------ Text passage
There are many methods and algorithms dealing with planning problems.
If I understand correctly, according to Wikipedia, there are classical planning problems, with:
- a unique known initial state,
- duration-less actions,
- deterministic actions,
- which can be taken only one at a time,
- and a single agent.
Classical planning problems can be solved using classical planning algorithms. The STRIPS framework for problem description and solution, using backward chaining) of the GraphPlan algorithm can be mentioned here.
If actions are non-deterministic, according to Wikipedia, we have a Markow Decision Process (MDP), with:
duration-less actions,
nondeterministic actions with probabilities,
full observability, or partial observability for POMDP
maximization of a reward function,
and a single agent.
MDPs are mostly solved by Reinforcement Learning.
------------
▶ _Activity 1_
In the post on planning problems, condense the paragraph beginning "If I understand correctly, according to Wikipedia, there are classical planning problems" into one sentence that keeps all its listed properties.
▶ _Activity 2_
Write the next part of the post on planning problems, picking up after its final sentence.
------ Provided records
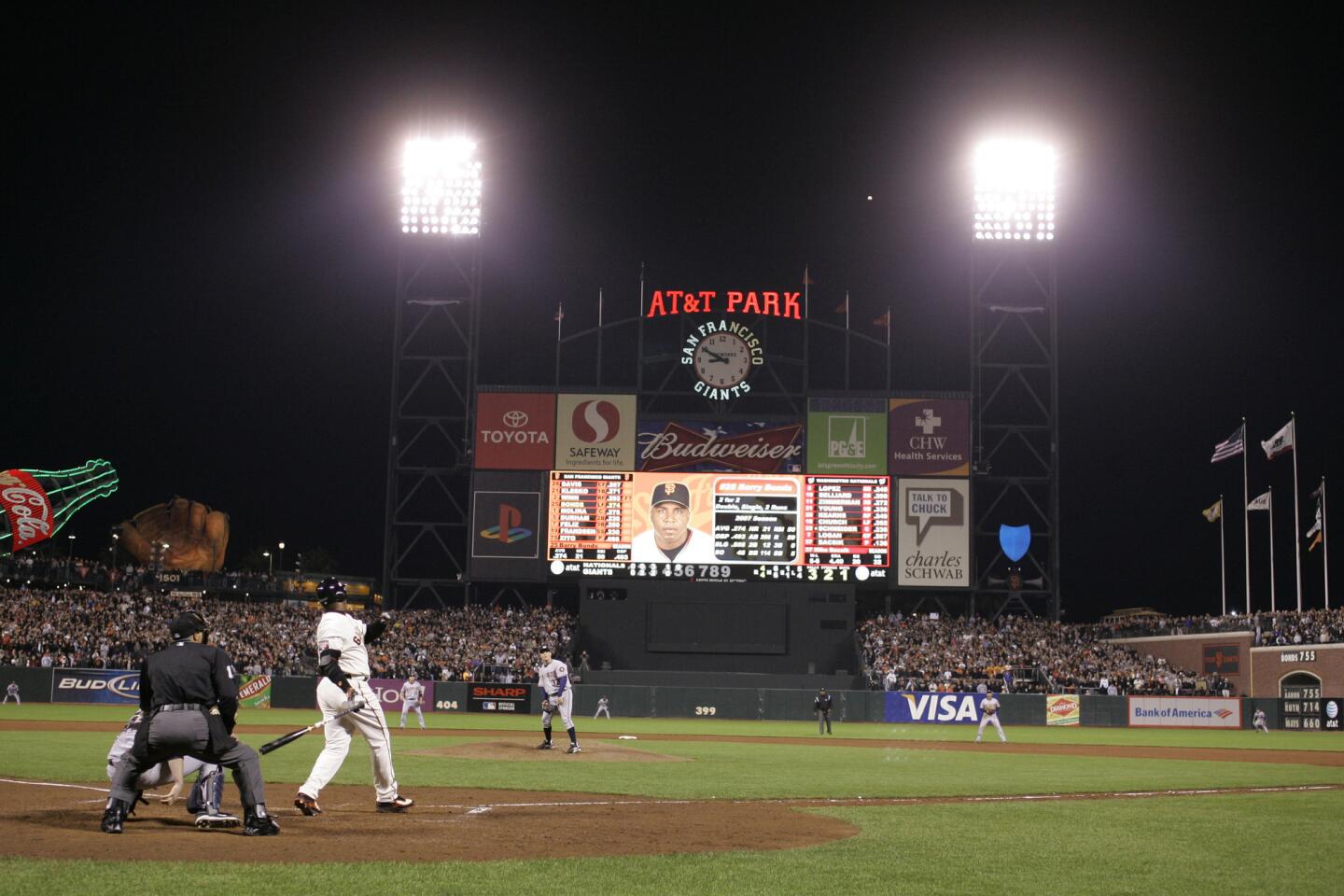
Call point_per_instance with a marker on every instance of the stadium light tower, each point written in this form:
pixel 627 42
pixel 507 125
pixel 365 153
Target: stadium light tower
pixel 439 287
pixel 1015 379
------------
▶ _Exercise response 1_
If I understand Wikipedia correctly, classical planning problems have a single known initial state and a single agent, with actions that are duration-less, deterministic, and taken one at a time.

▶ _Exercise response 2_
Obviously, classical planning problems can also be formulated as MDPs (with state transition probabilities of 1, i.e. deterministic actions), and there are many examples (e.g. some OpenAI Gyms), where these are successfully solved by RL methods.
Two questions:
Are there some characteristics of a classical planning problem, which makes MDP formulation and Reinforcement Learning a better suiting solution method? Better suiting in the sense that it finds a solution faster or it finds the (near)optimal solution faster.
How do graph search methods like A* perform with classical planning problems? Does STRIPS with backward chaining or GraphPlan always outperform A*? Outperform in the sense of finding the optimal solution faster.